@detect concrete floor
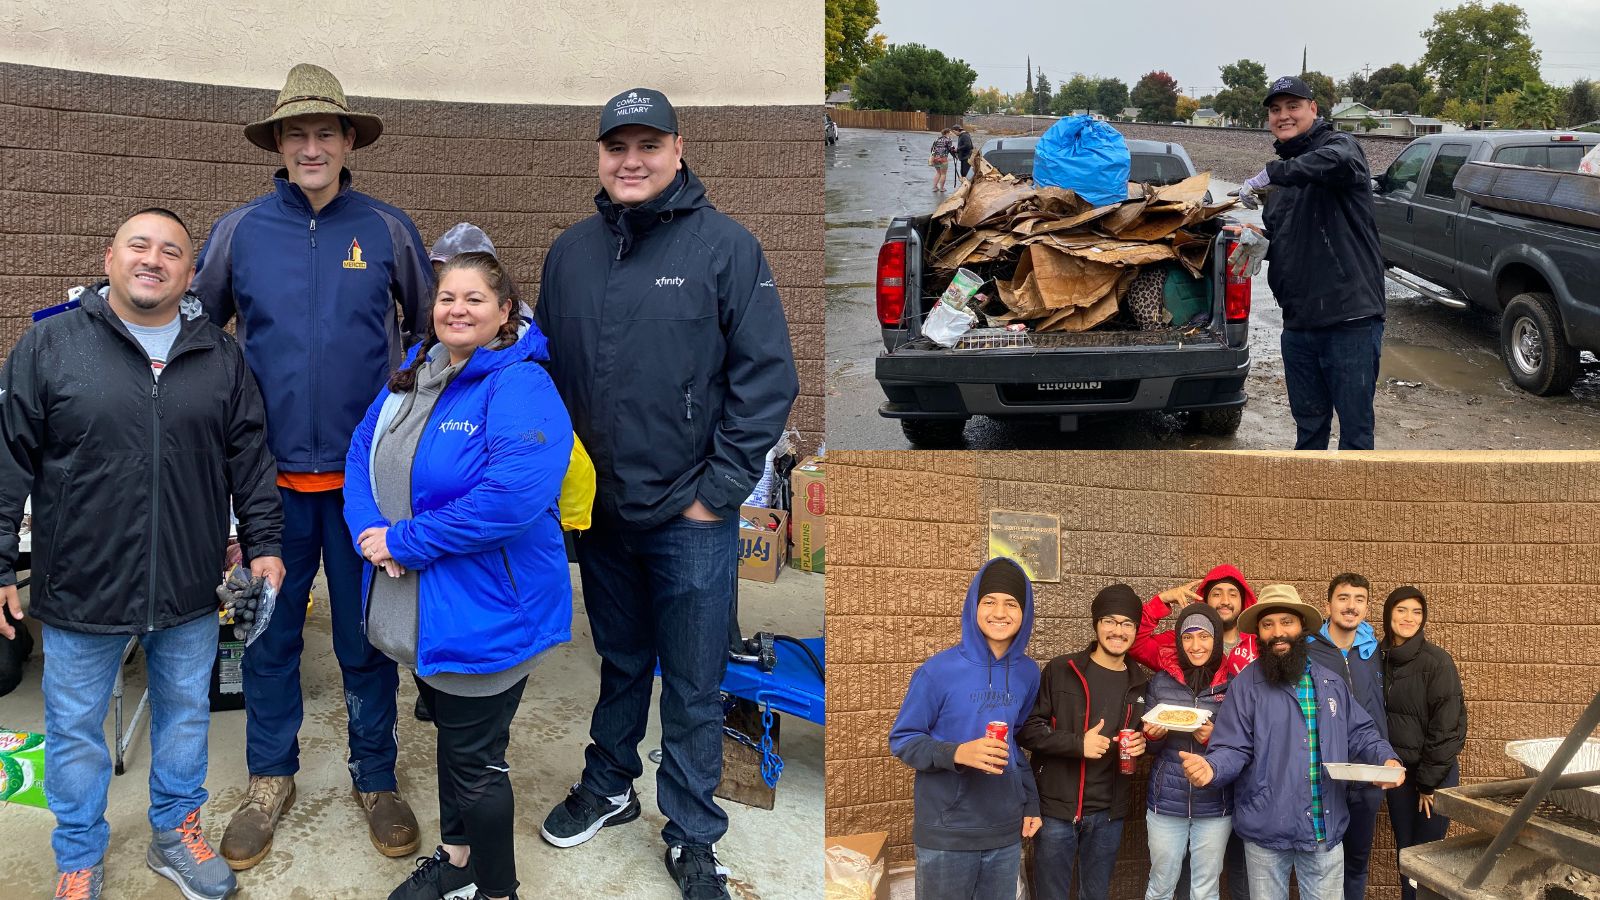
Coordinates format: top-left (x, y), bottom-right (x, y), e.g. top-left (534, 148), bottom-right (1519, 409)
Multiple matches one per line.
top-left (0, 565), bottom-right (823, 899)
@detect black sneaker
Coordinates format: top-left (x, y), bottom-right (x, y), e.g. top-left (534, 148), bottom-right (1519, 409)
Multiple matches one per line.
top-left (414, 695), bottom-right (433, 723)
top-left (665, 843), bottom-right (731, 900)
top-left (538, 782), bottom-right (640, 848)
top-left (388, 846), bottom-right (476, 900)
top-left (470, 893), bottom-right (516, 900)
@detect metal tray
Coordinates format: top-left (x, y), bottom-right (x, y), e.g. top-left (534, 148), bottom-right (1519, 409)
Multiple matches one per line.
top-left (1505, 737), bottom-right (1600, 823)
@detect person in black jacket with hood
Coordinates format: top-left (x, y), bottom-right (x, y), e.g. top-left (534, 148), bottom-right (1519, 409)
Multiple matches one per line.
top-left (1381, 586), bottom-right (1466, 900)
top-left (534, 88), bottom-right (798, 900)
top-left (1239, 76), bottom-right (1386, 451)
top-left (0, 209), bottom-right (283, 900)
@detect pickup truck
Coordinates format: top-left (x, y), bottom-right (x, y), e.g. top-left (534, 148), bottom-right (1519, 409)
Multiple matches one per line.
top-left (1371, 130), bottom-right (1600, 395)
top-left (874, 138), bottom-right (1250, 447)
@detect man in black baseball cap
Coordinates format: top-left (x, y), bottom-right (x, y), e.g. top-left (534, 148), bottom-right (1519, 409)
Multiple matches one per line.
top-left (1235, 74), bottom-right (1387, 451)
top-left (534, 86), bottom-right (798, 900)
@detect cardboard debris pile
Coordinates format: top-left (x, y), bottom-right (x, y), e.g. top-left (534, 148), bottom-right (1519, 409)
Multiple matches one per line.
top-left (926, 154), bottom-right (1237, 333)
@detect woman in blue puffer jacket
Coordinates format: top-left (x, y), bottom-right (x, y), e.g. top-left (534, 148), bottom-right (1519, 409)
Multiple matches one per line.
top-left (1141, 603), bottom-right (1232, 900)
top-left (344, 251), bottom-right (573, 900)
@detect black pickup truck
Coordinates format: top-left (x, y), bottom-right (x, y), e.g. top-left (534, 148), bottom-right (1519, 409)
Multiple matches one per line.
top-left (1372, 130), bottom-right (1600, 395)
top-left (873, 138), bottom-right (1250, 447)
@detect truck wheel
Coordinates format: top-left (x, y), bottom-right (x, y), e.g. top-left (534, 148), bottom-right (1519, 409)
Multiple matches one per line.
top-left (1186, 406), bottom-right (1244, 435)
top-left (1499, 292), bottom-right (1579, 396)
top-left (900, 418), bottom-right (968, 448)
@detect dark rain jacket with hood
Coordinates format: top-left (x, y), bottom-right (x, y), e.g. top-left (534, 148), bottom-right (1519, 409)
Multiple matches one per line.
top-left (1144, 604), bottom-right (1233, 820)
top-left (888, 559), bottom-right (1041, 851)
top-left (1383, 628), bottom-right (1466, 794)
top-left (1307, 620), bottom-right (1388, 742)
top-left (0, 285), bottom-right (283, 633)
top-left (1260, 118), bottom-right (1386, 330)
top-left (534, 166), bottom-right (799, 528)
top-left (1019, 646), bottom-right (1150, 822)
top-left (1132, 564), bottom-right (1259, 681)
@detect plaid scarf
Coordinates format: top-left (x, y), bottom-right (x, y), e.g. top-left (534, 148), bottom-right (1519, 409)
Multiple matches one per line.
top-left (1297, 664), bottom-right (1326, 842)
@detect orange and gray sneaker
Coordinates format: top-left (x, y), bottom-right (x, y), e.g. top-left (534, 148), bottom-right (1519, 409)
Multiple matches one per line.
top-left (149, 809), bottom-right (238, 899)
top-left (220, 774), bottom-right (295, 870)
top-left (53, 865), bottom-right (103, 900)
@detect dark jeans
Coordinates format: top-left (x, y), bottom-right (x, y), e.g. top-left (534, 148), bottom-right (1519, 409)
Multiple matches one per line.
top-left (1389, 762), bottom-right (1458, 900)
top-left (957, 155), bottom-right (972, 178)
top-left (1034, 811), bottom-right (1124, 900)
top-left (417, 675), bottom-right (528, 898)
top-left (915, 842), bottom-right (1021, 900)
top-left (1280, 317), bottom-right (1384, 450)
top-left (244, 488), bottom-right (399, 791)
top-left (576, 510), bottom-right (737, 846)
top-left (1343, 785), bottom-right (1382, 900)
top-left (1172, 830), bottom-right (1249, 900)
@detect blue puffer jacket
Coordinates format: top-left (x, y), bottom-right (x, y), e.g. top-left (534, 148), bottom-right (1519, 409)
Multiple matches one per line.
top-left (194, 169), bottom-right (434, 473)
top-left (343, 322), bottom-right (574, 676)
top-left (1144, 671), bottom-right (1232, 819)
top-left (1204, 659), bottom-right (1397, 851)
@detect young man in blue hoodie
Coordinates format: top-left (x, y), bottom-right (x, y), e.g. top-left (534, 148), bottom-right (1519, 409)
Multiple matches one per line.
• • • •
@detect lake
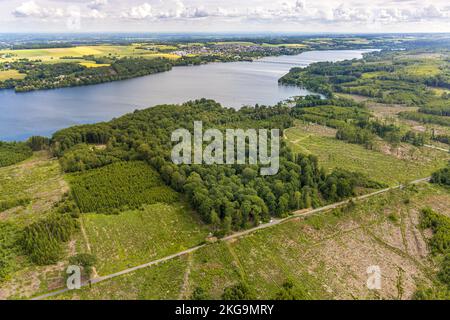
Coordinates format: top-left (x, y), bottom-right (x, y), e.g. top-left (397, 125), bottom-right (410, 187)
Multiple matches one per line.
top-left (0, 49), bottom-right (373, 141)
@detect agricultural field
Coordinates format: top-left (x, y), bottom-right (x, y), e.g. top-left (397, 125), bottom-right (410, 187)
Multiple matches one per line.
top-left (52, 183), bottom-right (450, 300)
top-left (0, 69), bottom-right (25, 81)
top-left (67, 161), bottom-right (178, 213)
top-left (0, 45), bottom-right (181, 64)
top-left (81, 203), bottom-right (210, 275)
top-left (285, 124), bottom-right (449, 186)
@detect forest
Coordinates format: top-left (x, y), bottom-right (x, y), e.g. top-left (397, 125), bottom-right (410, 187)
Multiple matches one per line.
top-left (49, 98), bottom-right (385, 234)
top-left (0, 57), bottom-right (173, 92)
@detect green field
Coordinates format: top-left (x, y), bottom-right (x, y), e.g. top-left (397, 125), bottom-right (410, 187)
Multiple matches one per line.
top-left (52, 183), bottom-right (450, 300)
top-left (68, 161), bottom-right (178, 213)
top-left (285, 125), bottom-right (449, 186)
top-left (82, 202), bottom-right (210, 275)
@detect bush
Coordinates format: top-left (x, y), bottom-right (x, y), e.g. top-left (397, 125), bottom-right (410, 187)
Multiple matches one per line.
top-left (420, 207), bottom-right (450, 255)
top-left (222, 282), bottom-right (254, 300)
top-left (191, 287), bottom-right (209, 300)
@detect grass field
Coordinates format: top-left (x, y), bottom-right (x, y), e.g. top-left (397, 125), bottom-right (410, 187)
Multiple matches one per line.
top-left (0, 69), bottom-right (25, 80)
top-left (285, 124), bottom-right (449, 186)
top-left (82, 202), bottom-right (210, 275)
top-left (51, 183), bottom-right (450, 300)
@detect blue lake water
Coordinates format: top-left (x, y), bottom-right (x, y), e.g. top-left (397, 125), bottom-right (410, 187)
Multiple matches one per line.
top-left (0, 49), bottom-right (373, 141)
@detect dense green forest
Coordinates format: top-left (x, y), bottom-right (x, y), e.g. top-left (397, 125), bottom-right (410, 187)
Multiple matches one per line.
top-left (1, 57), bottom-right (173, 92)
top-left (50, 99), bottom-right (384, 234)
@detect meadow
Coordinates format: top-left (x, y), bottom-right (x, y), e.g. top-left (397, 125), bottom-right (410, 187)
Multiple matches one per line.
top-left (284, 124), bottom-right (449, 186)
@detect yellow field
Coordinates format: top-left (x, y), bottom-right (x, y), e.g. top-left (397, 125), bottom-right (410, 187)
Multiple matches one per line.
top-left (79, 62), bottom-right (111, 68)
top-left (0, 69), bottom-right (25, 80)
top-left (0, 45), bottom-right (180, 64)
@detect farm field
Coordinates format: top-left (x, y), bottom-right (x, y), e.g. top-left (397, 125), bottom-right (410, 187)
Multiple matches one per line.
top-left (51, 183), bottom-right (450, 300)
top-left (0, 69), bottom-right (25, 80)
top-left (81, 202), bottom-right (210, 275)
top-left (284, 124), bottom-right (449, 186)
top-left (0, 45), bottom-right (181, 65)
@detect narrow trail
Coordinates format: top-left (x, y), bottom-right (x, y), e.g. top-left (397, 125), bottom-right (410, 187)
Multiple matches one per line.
• • • •
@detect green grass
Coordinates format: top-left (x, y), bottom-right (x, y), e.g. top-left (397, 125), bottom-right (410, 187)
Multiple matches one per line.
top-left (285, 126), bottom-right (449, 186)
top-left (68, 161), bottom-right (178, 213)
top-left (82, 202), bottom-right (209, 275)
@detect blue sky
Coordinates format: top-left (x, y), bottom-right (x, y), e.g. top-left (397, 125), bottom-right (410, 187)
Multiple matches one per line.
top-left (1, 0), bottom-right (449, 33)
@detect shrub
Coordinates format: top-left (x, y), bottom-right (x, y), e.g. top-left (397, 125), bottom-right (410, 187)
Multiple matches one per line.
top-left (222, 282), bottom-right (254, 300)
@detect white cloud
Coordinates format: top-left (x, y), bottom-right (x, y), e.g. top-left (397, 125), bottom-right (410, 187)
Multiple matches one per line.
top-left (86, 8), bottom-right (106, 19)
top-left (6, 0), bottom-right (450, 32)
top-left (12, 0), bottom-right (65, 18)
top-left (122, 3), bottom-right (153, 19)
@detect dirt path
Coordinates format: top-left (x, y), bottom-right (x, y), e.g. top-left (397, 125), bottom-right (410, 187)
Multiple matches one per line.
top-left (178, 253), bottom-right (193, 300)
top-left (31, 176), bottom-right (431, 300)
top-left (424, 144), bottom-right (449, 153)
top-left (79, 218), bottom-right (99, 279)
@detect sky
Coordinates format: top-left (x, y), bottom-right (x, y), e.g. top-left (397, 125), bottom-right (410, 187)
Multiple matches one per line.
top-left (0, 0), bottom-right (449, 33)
• • • •
**GOAL OF THE EXERCISE:** From the records above, return each line that includes "blue".

**RESULT:**
@detect woman in blue puffer jacket
@detect blue puffer jacket
@detect young man in blue hoodie
@detect blue lake water
@detect blue sky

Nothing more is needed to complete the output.